The MCMC Procedure

Modeling Joint Likelihood

PROC MCMC assumes that the input observations are independent and that the joint log likelihood is the sum of individual log-likelihood functions. You specify the log likelihood of one observation in the MODEL statement. PROC MCMC evaluates that function for each observation in the data set and cumulatively sums them up. If observations are not independent of each other, this summation produces the incorrect log likelihood.

There are two ways to model dependent data. You can either use the DATA step LAG function or use the PROC option JOINTMODEL . The LAG function returns values of a variable from a queue. As PROC MCMC steps through the data set, the LAG function queues each data set variable, and you have access to the current value as well as to all previous values of any variable. If the log likelihood for observation $x_ i$ depends only on observations 1 to i in the data set, you can use this SAS function to construct the log-likelihood function for each observation. Note that the LAG function enables you to access observations from different rows, but the log-likelihood function in the MODEL statement must be generic enough that it applies to all observations. See Time Independent Cox Model and Time Dependent Cox Model for how to use this LAG function.

A second option is to create arrays, store all relevant variables in the arrays, and construct the joint log likelihood for the entire data set instead of for each observation. Following is a simple example that illustrates the usage of this option. For a more realistic example that models dependent data, see Time Independent Cox Model and Time Dependent Cox Model.

/* allocate the sample size. */
data exi;
   call streaminit(17);
   do ind = 1 to 100;
      y = rand("normal", 2.3, 1);
      output;
   end;
run;

The log-likelihood function for each observation is as follows:

$\log (f(y_ i | \mu , \sigma )) = \log (\phi (y_ i; \mu , \mbox{var}=\sigma ^2))$

The joint log-likelihood function is as follows:

$\log (f(\mb{y} | \mu , \sigma )) = \sum _{i} \log (\phi (y_ i; \mu , \mbox{var}=\sigma ^2))$

The following statements fit a simple model with an unknown mean (mu) in PROC MCMC, with the variance in the likelihood assumed known. The MODEL statement indicates a normal likelihood for each observation y.

proc mcmc data=exi seed=7 outpost=p1;
   parm mu;
   prior mu ~ normal(0, sd=10);
   model y ~ normal(mu, sd=1);
run;

The following statements show how you can specify the log-likelihood function for the entire data set:

data a;
run;

proc mcmc data=a seed=7 outpost=p2 jointmodel;
   array data[1] / nosymbols;
   begincnst;
      rc = read_array("exi", data, "y");
      n = dim(data, 1);
   endcnst;

   parm mu;
   prior mu ~ normal(0, sd=10);
   ll = 0;
   do i = 1 to n;
      ll = ll + lpdfnorm(data[i], mu, 1);
   end;
   model general(ll);
run;

The JOINTMODEL option indicates that the function used in the MODEL statement calculates the log likelihood for the entire data set, rather than just for one observation. Given this option, PROC MCMC no longer steps through the input data during the simulation. Consequently, you can no longer use any data set variables to construct the log-likelihood function. Instead, you store the data set in arrays and use arrays instead of data set variables to calculate the log likelihood.

The ARRAY statement allocates a temporary array (data). The READ_ARRAY function selects the y variable from the exi data set and stores it in the data array. See the section READ_ARRAY Function. In the programming statements, you use a DO loop to construct the joint log likelihood. The expression ll in the GENERAL function now takes the value of the joint log likelihood for all data.

You can run the following statements to see that two PROC MCMC runs produce identical results.

proc compare data=p1 compare=p2;
   var mu;
run;

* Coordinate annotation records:

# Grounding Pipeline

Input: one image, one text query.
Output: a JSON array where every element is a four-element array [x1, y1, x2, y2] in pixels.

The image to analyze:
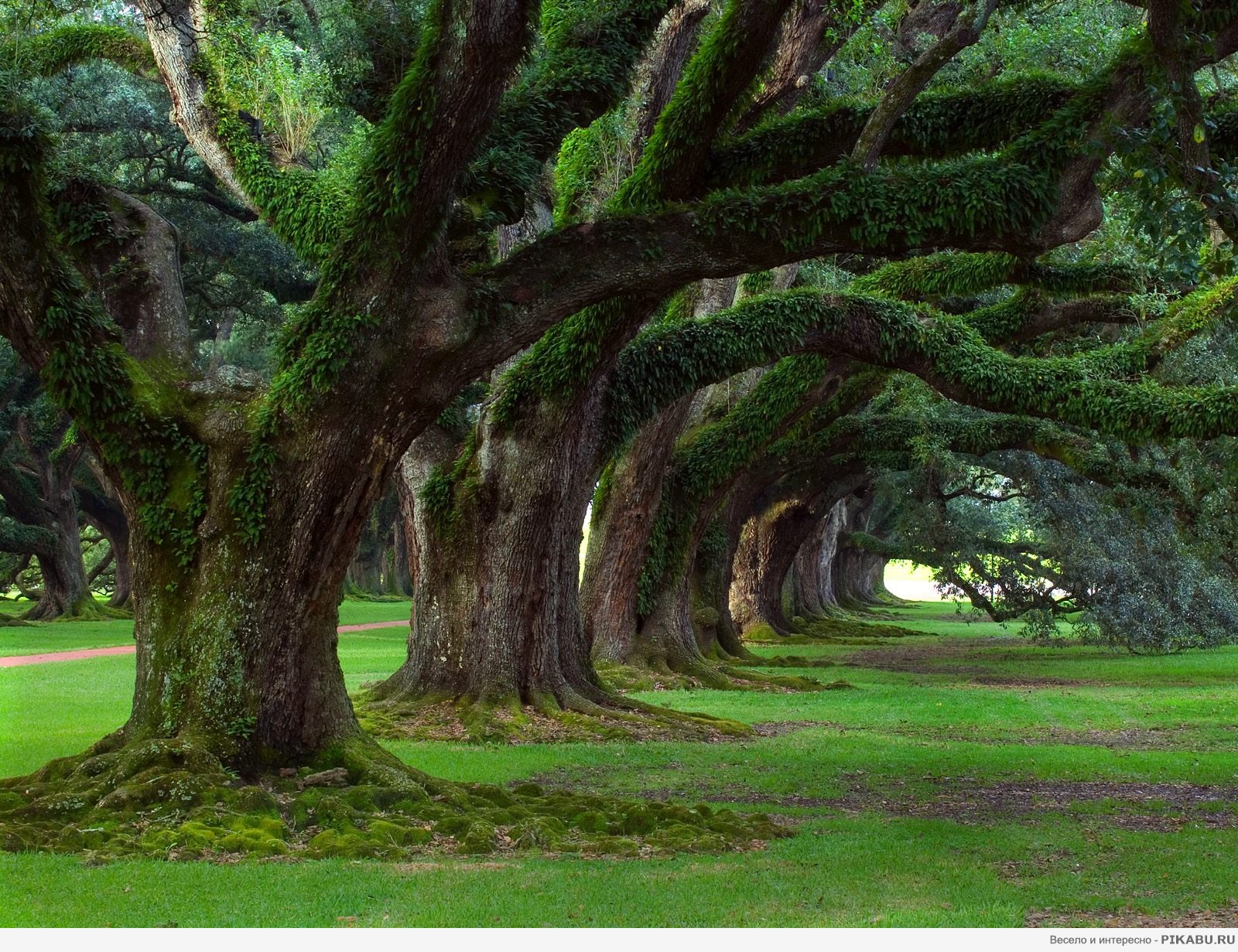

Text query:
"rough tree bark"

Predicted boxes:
[[370, 391, 613, 713]]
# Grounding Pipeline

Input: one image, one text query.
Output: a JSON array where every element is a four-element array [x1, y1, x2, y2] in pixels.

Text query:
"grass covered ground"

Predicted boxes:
[[0, 603, 1238, 926]]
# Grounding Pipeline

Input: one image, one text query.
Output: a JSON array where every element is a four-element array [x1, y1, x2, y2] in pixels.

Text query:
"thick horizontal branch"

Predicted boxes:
[[0, 23, 155, 77]]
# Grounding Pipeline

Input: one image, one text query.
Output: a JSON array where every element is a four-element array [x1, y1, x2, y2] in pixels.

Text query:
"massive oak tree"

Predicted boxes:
[[7, 0, 1238, 841]]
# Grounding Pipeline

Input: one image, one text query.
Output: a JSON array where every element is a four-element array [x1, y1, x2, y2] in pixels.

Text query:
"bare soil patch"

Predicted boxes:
[[1023, 905, 1238, 929], [843, 637, 1108, 687]]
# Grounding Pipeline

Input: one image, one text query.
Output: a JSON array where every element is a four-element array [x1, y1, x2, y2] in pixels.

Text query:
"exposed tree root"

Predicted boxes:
[[598, 653, 822, 692], [744, 618, 926, 645], [0, 732, 788, 862], [357, 701, 753, 744]]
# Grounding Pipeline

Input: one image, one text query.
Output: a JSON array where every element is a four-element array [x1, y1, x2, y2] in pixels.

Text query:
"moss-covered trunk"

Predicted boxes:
[[832, 495, 890, 609], [580, 398, 693, 662], [371, 400, 608, 711], [786, 501, 842, 619], [125, 520, 359, 773], [730, 496, 819, 635]]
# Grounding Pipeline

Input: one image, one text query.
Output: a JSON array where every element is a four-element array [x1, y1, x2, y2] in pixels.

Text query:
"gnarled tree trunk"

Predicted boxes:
[[371, 391, 609, 711]]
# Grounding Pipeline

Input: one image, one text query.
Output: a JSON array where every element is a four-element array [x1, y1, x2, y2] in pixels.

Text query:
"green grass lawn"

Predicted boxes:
[[0, 603, 1238, 926]]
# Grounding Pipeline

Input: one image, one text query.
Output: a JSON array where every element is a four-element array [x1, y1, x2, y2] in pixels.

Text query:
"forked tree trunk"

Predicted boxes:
[[111, 414, 413, 776], [371, 391, 610, 711]]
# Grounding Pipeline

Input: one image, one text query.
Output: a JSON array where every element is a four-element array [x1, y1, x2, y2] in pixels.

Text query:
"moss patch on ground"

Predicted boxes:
[[0, 735, 790, 862]]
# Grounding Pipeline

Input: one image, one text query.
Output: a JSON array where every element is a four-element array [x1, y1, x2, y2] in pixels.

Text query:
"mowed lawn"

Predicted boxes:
[[0, 603, 1238, 926]]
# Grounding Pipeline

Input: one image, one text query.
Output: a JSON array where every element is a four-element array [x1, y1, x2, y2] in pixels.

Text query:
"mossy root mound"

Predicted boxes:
[[597, 656, 821, 693], [0, 736, 790, 862], [744, 618, 929, 645], [353, 697, 753, 744]]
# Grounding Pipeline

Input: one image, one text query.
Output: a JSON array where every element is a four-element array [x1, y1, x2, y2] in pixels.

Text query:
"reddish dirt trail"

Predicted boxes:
[[0, 622, 409, 667]]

* Task brief: Reproduce word for word everything in the PROC MCMC joint likelihood text from "The joint log-likelihood" down to "each observation y.". The records come from a separate source, not from the text.

* Task solution:
The joint log-likelihood function is as follows:

$\log (f(\mb{y} | \mu , \sigma )) = \sum _{i} \log (\phi (y_ i; \mu , \mbox{var}=\sigma ^2))$

The following statements fit a simple model with an unknown mean (mu) in PROC MCMC, with the variance in the likelihood assumed known. The MODEL statement indicates a normal likelihood for each observation y.